→ **Exercise requirements**: Reproduce the listing below line for line, with no changes. Leave the pictures out of your copy.
*** Supplied records
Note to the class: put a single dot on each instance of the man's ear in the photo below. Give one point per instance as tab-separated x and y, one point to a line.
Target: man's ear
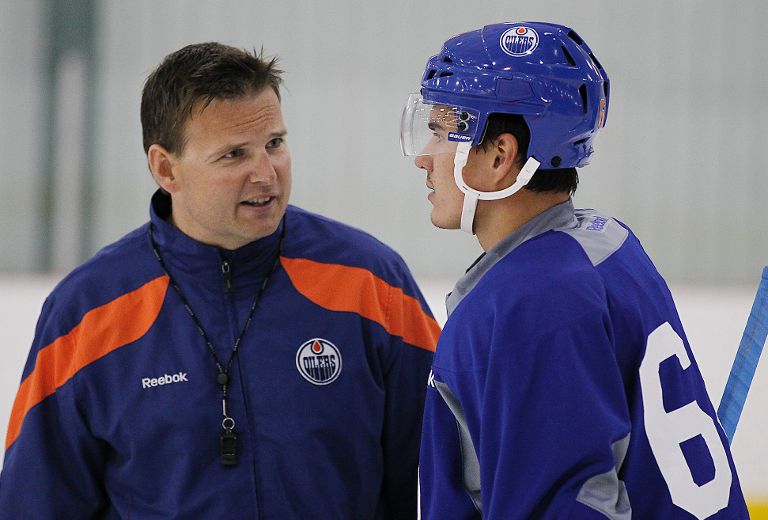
502	155
161	164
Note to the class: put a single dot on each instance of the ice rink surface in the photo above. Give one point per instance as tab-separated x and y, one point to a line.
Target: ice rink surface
714	319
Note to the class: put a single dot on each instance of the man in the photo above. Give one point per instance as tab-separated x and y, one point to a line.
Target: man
235	357
563	385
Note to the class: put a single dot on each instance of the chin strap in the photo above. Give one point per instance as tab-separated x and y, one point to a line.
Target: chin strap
471	195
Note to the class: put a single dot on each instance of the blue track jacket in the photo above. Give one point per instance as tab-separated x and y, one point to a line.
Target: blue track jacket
118	414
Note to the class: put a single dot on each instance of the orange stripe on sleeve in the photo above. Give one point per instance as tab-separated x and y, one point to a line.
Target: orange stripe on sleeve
102	330
354	289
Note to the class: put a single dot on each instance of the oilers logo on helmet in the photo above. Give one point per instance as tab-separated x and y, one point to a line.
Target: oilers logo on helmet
319	361
519	41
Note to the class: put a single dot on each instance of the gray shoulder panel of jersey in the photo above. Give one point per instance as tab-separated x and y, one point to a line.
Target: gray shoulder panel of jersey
469	461
605	492
598	235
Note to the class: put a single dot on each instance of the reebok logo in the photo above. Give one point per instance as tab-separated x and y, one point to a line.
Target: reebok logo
167	379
******
→ **Output below**:
Note to the class: put a single dot on each instance of the man's ear in the photo below. Give one point per instance as tab-separated x and y, one point to a line.
Target: man's ear
502	155
161	164
Note to the class: put a single dot on each instance of the ice rink surface in the photo above. Give one point per instance as tab-separated x and y, one point to a line.
Target: ice rink surface
714	319
Note to the class: put a single dot on each instance of the man in the photo above. Give one point per instance as tab-separated x and y, one point to a line.
Target: man
235	357
563	385
Note to the class: put a single dot on each instance of the chin strap in the photo above. Give one point per instance as tab-separated x and y, one point to a line.
Target: chin strap
471	195
Note to the class: put a single dot on each instance of the blue track jacket in the photo above. Give one point per instance as tab-separated x and y, one point to a line.
Target: blue track jacket
118	414
Note to the class: put a single dot on each instance of the orange stripe on sleeve in the photo above. Give one point per instance as tab-separated x and y, one point to a line.
Target: orange stripe on sleeve
102	330
354	289
Note to the class: put a single dot on each instance of the oilers logo on helmet in the photo above. Give one point per instance as tab-separated x and y, one point to a line.
Target: oilers logo on helmet
319	361
519	41
Note to the class: put a single dot on each instance of the gray shoulder panel of jersey in the photo above. Give one point per instance as tab-separated x and y, one point to a line.
Target: gray shoulder panel of jersey
469	461
605	492
598	235
Note to the class: put a single dot on each instance of the reebok logo in the photo above. Give one point per instance as tab-separated x and y, one point to a line.
Target: reebok logo
167	379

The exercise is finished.